▶ **INPUT MATERIAL**:
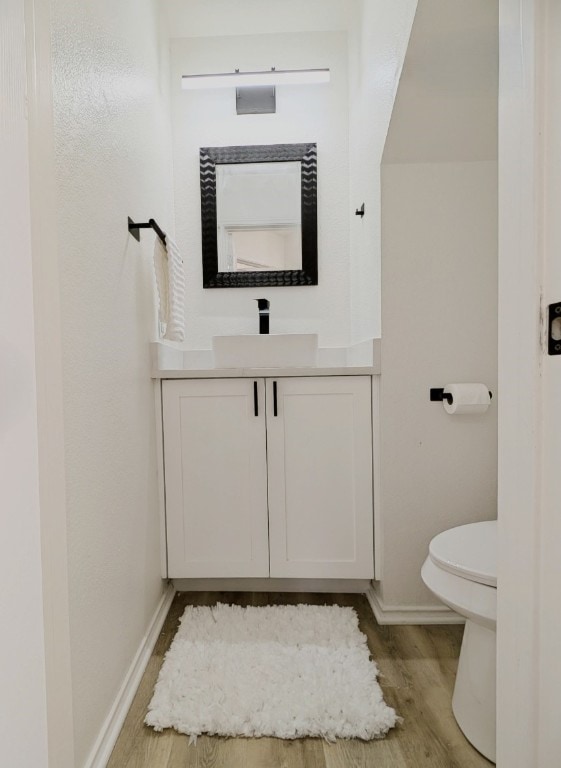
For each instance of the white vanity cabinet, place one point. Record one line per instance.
---
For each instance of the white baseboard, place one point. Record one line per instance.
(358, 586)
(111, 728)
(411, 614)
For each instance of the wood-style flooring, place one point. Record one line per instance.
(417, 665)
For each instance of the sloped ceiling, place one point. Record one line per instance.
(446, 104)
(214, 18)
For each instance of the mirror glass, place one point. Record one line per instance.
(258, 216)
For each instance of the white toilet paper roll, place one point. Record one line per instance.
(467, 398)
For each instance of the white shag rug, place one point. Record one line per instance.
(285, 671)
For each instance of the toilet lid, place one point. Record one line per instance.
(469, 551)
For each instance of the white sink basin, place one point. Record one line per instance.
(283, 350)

▶ **TO BE DONE**: List each line of the items above that contains the word "white". Case counts.

▶ **ANSWER TO THIS TASK**:
For each instance of the white vanity cabinet, place one point. Record one line per instance.
For each instance of the white baseboard, place one point. Record one line per instance.
For each instance of the white toilet paper roll, place one point. Record one line per instance.
For each instance of the white shag rug, place one point. Record one line per instance.
For each instance of the white sink basin, place one point. Record one line per instance.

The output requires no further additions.